_The problem_
Output the following data exactly.

_Information supplied_
────

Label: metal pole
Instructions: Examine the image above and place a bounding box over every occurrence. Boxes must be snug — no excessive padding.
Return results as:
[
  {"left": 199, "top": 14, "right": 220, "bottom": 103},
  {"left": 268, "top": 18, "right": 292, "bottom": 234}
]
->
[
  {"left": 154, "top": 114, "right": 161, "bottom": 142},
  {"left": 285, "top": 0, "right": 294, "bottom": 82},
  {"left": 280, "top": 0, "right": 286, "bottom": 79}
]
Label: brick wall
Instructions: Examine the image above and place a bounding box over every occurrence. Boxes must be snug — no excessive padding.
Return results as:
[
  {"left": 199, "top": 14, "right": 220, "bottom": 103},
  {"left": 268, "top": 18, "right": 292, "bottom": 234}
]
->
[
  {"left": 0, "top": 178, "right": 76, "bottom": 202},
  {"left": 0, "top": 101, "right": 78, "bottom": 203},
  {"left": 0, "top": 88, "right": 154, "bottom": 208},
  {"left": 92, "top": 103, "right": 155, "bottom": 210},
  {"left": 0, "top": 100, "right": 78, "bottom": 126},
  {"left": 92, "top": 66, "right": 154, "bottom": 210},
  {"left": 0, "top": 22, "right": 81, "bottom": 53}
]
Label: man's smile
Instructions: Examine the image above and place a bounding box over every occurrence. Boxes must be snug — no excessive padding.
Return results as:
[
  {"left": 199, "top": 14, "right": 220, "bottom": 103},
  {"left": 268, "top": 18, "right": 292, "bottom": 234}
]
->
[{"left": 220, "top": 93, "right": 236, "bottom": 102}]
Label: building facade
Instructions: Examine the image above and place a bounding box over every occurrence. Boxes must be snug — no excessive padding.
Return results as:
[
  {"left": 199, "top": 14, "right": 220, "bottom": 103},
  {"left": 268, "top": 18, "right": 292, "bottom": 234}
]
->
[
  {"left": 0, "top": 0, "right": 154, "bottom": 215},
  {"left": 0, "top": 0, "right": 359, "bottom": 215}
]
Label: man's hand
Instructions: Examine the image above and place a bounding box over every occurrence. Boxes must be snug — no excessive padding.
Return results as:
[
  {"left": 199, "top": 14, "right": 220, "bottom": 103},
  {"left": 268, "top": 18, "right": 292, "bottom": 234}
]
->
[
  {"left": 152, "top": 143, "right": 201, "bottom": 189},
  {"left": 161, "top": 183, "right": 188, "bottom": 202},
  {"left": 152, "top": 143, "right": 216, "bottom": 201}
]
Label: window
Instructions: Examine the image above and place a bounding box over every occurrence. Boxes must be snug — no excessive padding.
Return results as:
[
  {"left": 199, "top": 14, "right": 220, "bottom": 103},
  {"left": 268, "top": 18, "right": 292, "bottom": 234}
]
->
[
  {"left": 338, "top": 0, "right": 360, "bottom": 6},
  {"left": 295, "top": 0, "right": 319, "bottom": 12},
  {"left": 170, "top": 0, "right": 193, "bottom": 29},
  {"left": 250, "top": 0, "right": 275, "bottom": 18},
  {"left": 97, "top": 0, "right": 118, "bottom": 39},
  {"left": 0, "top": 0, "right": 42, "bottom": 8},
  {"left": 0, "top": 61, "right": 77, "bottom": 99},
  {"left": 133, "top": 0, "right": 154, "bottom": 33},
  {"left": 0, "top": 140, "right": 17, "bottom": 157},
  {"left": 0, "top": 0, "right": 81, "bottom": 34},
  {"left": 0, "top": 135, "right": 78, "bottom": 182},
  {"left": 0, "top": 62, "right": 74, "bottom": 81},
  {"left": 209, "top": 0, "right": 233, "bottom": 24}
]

────

_Result of the task_
Label: metal pole
Instructions: Examine the image above and place a bounding box over every occurrence. Boxes must be snug — no excessive padding.
Return results as:
[
  {"left": 199, "top": 14, "right": 220, "bottom": 103},
  {"left": 268, "top": 18, "right": 292, "bottom": 234}
]
->
[
  {"left": 154, "top": 114, "right": 161, "bottom": 142},
  {"left": 285, "top": 0, "right": 294, "bottom": 82},
  {"left": 280, "top": 0, "right": 286, "bottom": 79}
]
Label: brick wall
Instructions: Examine the image above and place a bounding box over every occurrence. Boxes must be snug — no excessive padding.
Return results as:
[
  {"left": 199, "top": 14, "right": 220, "bottom": 103},
  {"left": 268, "top": 18, "right": 292, "bottom": 234}
]
->
[
  {"left": 0, "top": 178, "right": 76, "bottom": 202},
  {"left": 0, "top": 101, "right": 78, "bottom": 203},
  {"left": 0, "top": 88, "right": 154, "bottom": 208},
  {"left": 92, "top": 103, "right": 155, "bottom": 210},
  {"left": 0, "top": 100, "right": 78, "bottom": 126},
  {"left": 92, "top": 66, "right": 154, "bottom": 210},
  {"left": 0, "top": 22, "right": 81, "bottom": 53}
]
Label: man's smile
Instructions: Examine the image above and place a bounding box over every occurrence. Boxes must be snug — no excessive padding.
Return results as:
[
  {"left": 199, "top": 14, "right": 220, "bottom": 103},
  {"left": 268, "top": 18, "right": 292, "bottom": 234}
]
->
[{"left": 220, "top": 93, "right": 236, "bottom": 102}]
Label: building facade
Instructions: Examine the image above and place a bounding box over every occurrence. Boxes must be snug — no excessive padding.
Return results as:
[
  {"left": 199, "top": 14, "right": 220, "bottom": 103},
  {"left": 268, "top": 18, "right": 292, "bottom": 234}
]
->
[
  {"left": 0, "top": 0, "right": 154, "bottom": 215},
  {"left": 0, "top": 0, "right": 359, "bottom": 215}
]
Label: man's hand
Instructions: Examine the image above and place a bounding box over every occurrence. Boxes must be snug — no excessive padding.
Return results as:
[
  {"left": 199, "top": 14, "right": 220, "bottom": 103},
  {"left": 268, "top": 18, "right": 292, "bottom": 234}
]
->
[
  {"left": 152, "top": 143, "right": 201, "bottom": 189},
  {"left": 161, "top": 183, "right": 188, "bottom": 202},
  {"left": 152, "top": 143, "right": 216, "bottom": 201}
]
Label: window
Instructions: Examine the image above and place a bounding box over every occurrence. Boxes must be snug — no excessive padding.
Return results as:
[
  {"left": 199, "top": 14, "right": 220, "bottom": 103},
  {"left": 268, "top": 18, "right": 292, "bottom": 234}
]
->
[
  {"left": 338, "top": 0, "right": 360, "bottom": 6},
  {"left": 295, "top": 0, "right": 319, "bottom": 12},
  {"left": 170, "top": 0, "right": 193, "bottom": 29},
  {"left": 250, "top": 0, "right": 275, "bottom": 18},
  {"left": 97, "top": 0, "right": 118, "bottom": 39},
  {"left": 0, "top": 0, "right": 42, "bottom": 8},
  {"left": 0, "top": 61, "right": 77, "bottom": 99},
  {"left": 133, "top": 0, "right": 154, "bottom": 33},
  {"left": 0, "top": 140, "right": 17, "bottom": 157},
  {"left": 0, "top": 0, "right": 81, "bottom": 34},
  {"left": 0, "top": 135, "right": 78, "bottom": 182},
  {"left": 0, "top": 62, "right": 74, "bottom": 81},
  {"left": 209, "top": 0, "right": 233, "bottom": 24}
]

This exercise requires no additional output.